__Page text__.
----------------
Seattle Times Article Published!

Evaluating our Moral Compass  Published February 8, 2019
“The Greatness of a nation and its moral progress can be judged by the way its animals are treated.”

— Mahatma Gandhi

We traveled first to Sapa, Vietnam, two holistic veterinarians toeing the Chinese border with our trusty guide, Sho, a Hmong villager with limited English, on a hike through remote villages nestled between rolling stacks of neat terraced rice paddies amid dreamy wisps of clouds.

Perhaps she was assigned to us because she was something of an animal activist herself. “I no eat dog. I no eat goat,” she announced to us as we stopped to pet a mangy stray kitten. I felt guilty to know that even with limited resources and limited knowledge of our country’s biases, she spent energy to imagine what we valued: compassion for animals. She wanted to know about our lives in the states. What did we do? If we didn’t grow rice, what did we eat? What did our animals eat?

“Well, we help animals when they are sick,” I struggled to justify our careers after Sho had just introduced us to a villager sick with Hepatitis A.

I tried to explain veterinary surgery, although there was no human hospital for miles. “We might stitch up the dog’s wound and then send him home,” I said. This sent our guide into a fit of laughter, the beads on her colorful hand-stitched traditional coat jiggling with joy. Dogs in Sapa don’t go home because they don’t leave home, if they have a home at all. No doubt Sho never saw the Hollywood movie where the dog runs home, year after year after year.

It was refreshing to get a reality check on the daily pressures of my small world, the pressure of solving complex medical problems using only natural medicine. Clients want miracles yesterday, not today. But a dog’s body, like a human’s, can take weeks or months to heal.

In my job I am lucky enough to see far more lasting effects and deeper connections than I ever thought possible between animals and humans. I take care of therapy dogs trained to warn of an upcoming dangerous drop in their person’s blood sugar or seizure. When a dog dies, I’ve seen the elderly person die shortly afterward, grief’s grip too strong to overcome.
----------------
__Given information__.

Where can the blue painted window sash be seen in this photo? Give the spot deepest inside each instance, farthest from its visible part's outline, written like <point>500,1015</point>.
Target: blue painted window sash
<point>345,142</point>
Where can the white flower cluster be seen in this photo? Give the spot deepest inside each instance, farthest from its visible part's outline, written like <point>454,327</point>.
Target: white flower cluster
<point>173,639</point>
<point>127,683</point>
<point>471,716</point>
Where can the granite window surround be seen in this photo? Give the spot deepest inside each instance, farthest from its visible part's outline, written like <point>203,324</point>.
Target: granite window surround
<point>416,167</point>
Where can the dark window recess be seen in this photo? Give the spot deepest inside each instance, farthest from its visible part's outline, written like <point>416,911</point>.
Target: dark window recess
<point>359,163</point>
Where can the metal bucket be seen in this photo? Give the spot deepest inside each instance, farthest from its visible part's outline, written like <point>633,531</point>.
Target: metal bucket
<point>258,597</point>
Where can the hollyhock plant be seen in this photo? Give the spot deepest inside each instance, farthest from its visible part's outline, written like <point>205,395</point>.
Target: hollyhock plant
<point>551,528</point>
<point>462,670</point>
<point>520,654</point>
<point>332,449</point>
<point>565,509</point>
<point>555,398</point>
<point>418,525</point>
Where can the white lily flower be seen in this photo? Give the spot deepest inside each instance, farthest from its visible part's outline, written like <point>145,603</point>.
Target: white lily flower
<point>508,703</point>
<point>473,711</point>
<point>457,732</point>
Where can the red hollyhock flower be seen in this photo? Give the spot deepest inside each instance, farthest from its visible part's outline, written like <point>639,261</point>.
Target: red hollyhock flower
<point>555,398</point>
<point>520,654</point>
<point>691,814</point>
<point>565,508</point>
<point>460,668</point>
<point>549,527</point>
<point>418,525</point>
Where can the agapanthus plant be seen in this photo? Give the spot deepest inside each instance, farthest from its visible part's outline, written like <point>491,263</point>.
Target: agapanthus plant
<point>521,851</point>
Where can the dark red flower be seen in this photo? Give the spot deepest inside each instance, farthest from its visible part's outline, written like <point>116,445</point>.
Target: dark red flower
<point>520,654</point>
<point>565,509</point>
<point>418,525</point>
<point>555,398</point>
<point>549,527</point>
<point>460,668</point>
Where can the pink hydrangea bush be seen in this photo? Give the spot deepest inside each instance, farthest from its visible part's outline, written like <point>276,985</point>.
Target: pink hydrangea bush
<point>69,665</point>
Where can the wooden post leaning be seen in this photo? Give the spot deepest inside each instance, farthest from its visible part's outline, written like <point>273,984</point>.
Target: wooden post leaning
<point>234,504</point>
----------------
__Activities__.
[A] Answer these from the Seattle Times article, one per line:
(i) On what date was it published?
(ii) What is the name of the guide on the hike?
(iii) What are the therapy dogs trained to warn of?
[B] According to the Seattle Times article, why did the guide laugh at the idea of stitching up a dog's wound and sending him home?
[C] Return the part of the Seattle Times article starting at "Seattle Times Article" and ending at "wisps of clouds.", copied word for word.

__Exercise responses__.
[A]
(i) February 8, 2019
(ii) Sho
(iii) An upcoming dangerous drop in their person's blood sugar or seizure

[B] Dogs in Sapa don't go home because they don't leave home, if they have a home at all. So the idea of sending a dog home after treatment struck her as funny.

[C]
Seattle Times Article Published!

Evaluating our Moral Compass  Published February 8, 2019
“The Greatness of a nation and its moral progress can be judged by the way its animals are treated.”

— Mahatma Gandhi

We traveled first to Sapa, Vietnam, two holistic veterinarians toeing the Chinese border with our trusty guide, Sho, a Hmong villager with limited English, on a hike through remote villages nestled between rolling stacks of neat terraced rice paddies amid dreamy wisps of clouds.